In the age of big fat lies – yes, I’m
talkin’ about politics – here’s a truth you can take to the bank. If the first 70 years of the twentieth
century gave us a long stretch of revolutionary art (you can put Nijinsky,
Stravinsky, Graham, Balanchine, Picasso, Warhol, Miles, Monk and Coltrane in
that parade), the repressive political-economic climate of the half-century
since the asassinations of JFK and Martin Luther King Jr. has given us an epoch of
ordinary art. There’s a lot of derivative
work out there, and some of it’s excellent, for what it is. But paradigm shifters have been few and far
between for ages now. Among the very few of those rare souls working in the
ephemeral art of dance today is choreographer Alonzo King. His San Francisco-based LINES Ballet returns, after a six-year absence, to
Shannon Hall at the Wisconsin Union Theater this coming Friday, March 11.
King, who trained at Balanchine’s
School of American Ballet, has something in common with the great neoclassical
master – both define dance as music made visible.
But – quite unlike the perspective we get from the famous Soviet emigré
who was smitten by American jazz and created a distinctly American approach to
ballet – King’s western classical dance was forged in the crucible of his
identity as a black man from the Civil Rights generation and the teachings of
Paramahansa Yogananda.
King’s style is much more elemental
and closer to earth than Balanchine’s, and he rarely puts women on pointe these
days. King works the athletic lushness, the arabesques, the pulled-upness of ballet
from a point of personal cosmic geometry that’s grounded in science, history,
and a sense of universal spirituality.
“Classical dance isn’t some idea
somebody in Europe thought up,” he told me some years ago. “It’s based on the discoveries of Ptolemy and
Copernicus. It’s about gravity and
space, coupled with humanity. And every
abstraction stands for something else – as humans we’re a triumvarate of mind,
body and spirit. Ballet is a symbolic
language, and many of its referents are African, Moorish. Look at African sculpture; it’s abstract and
geometric. The geometry that’s inherent
in ballet was a gift to Europe from the Moors – they occupied the continent for
800 years. You see Moorish influence in
cathedrals, and also in ballet.
Arabesques aren’t Italian, and the pavane preceded the waltz.”
Two recent works are on the bill next
Friday night. The first opens a door
through which we can ponder the multilayered historical relationship between
King and Balanchine. “Concerto for Two
Violins” (2013; 16 minutes) was choreographed to the Bach double violin
concerto in D minor that Balanchine used for one of his signature ballets, “Concerto
Barroco” (1941), still in New York City Ballet’s active repertory and staged, by the répétiteurs of the Balanchine Trust, on countless Balanchine-based
companies around the world. King’s Bach ballet,
which I’ve only seen in YouTube excerpts, differs markedly from Balanchine’s in
structure and form, but the musicality in the choreograhy is strikingly
parallel – partly an artifact of the music itself, but also due to the perspicacious
musicianship the two dancemakers share.
“When you were at SAB, did you do
that piece?” I asked King on the phone earlier this week.

# [Rows from a pointing dataset]
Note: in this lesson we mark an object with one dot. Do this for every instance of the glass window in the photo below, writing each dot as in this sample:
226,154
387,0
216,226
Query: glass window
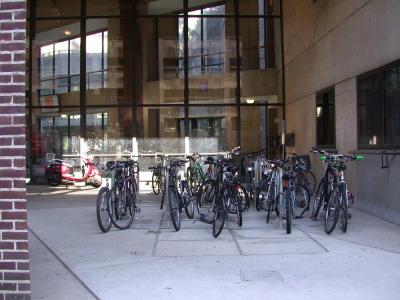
326,129
57,9
370,114
160,129
212,129
392,106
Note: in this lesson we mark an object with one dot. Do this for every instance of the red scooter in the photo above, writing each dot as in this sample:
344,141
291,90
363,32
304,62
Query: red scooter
66,171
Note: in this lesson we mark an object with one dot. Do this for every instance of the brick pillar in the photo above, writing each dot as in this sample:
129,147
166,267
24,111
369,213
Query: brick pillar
14,262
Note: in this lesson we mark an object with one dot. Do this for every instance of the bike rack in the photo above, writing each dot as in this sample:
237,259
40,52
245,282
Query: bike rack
384,156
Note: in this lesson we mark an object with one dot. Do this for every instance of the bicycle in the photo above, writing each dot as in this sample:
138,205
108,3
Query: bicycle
332,193
122,197
179,194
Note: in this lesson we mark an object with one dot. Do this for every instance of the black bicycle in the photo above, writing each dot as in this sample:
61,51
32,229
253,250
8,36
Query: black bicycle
332,194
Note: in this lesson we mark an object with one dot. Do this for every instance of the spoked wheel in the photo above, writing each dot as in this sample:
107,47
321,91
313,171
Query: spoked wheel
219,217
156,183
121,206
239,209
174,209
289,210
332,211
344,206
302,199
54,178
187,197
206,196
318,199
103,217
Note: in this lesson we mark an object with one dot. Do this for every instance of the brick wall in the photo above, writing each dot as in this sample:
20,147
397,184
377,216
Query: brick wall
14,262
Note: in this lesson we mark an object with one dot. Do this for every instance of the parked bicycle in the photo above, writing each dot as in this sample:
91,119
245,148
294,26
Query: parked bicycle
332,195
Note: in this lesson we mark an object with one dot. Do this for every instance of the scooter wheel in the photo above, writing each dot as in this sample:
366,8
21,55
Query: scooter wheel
54,178
97,181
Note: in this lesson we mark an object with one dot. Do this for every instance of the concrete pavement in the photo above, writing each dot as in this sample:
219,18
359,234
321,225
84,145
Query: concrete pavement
72,259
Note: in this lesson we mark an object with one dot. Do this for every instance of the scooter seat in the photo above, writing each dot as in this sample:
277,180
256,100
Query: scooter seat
67,163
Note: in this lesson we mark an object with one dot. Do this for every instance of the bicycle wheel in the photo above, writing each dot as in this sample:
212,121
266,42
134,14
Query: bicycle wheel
310,182
122,208
302,199
156,182
103,217
289,211
173,202
344,205
238,203
219,217
187,197
332,211
318,199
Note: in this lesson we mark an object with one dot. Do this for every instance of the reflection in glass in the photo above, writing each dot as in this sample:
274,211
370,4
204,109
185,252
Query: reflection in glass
212,129
160,129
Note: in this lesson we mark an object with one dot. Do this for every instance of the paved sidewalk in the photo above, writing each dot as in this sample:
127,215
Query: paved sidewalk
72,259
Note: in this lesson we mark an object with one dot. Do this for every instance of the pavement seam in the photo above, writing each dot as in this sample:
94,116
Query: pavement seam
64,264
154,250
315,240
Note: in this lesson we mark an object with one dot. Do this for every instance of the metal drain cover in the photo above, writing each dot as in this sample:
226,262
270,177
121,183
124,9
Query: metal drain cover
260,275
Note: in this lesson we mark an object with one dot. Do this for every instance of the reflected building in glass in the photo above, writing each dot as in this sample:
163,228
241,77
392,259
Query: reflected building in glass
173,76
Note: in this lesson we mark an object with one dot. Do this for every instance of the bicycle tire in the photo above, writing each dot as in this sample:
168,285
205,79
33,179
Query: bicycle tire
344,214
174,210
155,183
219,217
302,200
318,199
289,211
103,216
125,212
332,211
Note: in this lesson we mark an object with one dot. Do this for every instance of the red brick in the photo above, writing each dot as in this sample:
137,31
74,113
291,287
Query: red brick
4,163
22,245
17,297
5,16
19,120
5,184
12,68
7,265
19,184
14,235
19,78
6,225
5,57
20,205
6,245
12,173
24,287
12,25
12,195
19,163
13,215
17,109
5,78
19,15
5,286
23,266
12,5
15,255
5,141
19,36
12,151
16,275
11,88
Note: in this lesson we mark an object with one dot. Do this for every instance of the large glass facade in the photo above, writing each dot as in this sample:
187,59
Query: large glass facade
181,76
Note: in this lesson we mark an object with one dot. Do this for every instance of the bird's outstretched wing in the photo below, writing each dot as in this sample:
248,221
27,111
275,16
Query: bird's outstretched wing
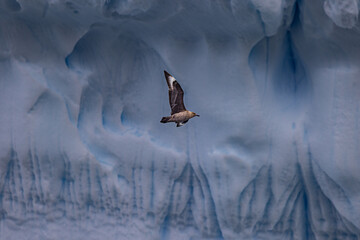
176,94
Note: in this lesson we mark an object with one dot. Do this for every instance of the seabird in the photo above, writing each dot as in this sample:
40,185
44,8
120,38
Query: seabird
179,114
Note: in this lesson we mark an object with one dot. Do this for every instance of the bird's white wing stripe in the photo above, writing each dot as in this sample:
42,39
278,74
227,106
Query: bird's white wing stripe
171,81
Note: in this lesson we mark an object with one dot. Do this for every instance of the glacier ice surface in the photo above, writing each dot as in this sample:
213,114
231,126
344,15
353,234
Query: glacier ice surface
274,155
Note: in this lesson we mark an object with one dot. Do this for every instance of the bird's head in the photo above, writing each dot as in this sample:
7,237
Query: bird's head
194,114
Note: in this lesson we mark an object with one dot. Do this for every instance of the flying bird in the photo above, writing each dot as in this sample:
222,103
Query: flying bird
179,114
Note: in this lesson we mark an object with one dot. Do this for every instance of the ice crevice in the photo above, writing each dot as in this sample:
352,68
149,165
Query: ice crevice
274,154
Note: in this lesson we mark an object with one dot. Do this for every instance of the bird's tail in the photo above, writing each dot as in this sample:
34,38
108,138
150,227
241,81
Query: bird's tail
165,119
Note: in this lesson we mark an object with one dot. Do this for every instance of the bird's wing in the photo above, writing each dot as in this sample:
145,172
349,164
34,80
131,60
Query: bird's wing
176,94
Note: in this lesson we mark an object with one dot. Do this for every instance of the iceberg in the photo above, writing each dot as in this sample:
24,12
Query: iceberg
274,155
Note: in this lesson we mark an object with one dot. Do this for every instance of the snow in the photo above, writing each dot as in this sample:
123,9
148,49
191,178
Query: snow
274,155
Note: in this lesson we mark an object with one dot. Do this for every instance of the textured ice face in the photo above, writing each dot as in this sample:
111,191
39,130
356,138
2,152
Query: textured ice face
274,154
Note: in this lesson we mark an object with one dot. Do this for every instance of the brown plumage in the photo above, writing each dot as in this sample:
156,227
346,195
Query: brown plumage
179,114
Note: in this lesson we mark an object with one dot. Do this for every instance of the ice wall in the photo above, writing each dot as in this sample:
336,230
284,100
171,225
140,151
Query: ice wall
274,155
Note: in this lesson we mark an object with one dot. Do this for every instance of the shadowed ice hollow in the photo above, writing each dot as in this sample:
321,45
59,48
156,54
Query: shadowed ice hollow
274,155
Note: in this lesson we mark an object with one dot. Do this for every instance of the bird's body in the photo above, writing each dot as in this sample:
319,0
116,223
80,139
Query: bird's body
179,114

# [EXERCISE DIRECTIONS]
Continue the article on choreographer Alonzo King and his LINES Ballet from the point where it stops.

# [IN RESPONSE]
“No, I didn’t,” he says. “To tell you the truth I love the music and I
thought, ‘this isn’t the sole property of Balanchine – this should be done by
every damn body who’s a choreographer.'
It’s brilliant – the combination of math and love and genius. It’s perfect.
How could you not want to
choreograph to it?’”
“Concerto” reveals King’s formalist
side; the second piece, “Biophony” (2015; 43 minutes) returns ballet to
nature. The “Biophony” score is the work of the
remarkable Bernie Krause, who’s spent decades recording natural soundscapes in
wild places and who’s written a wonderfully titled book about his work: The Great Animal Orchestra: Finding the
Origins of Music in the World’s Wild Places (Back Bay Books, 2013). Krause coined the term “biophony,” which
refers to the collective signature produced at one time by all sound-producing
organisms in a given habitat.
Obviously, the scores for these two
works are at different ends of the musical spectrum. I tried turning off the sound and watching
the video clips from both dances. The
dancers in a soundless “Concerto” just might have been dancing to the Krause
score, but the reverse didn’t seem true.
“There’s a tighter form in the
concerto, in the way it’s choreographed,” King says. In ‘Biophony’ the structure isn’t as easy to
pick up, though it’s there. It’s softer;
its naturalness is more apparent.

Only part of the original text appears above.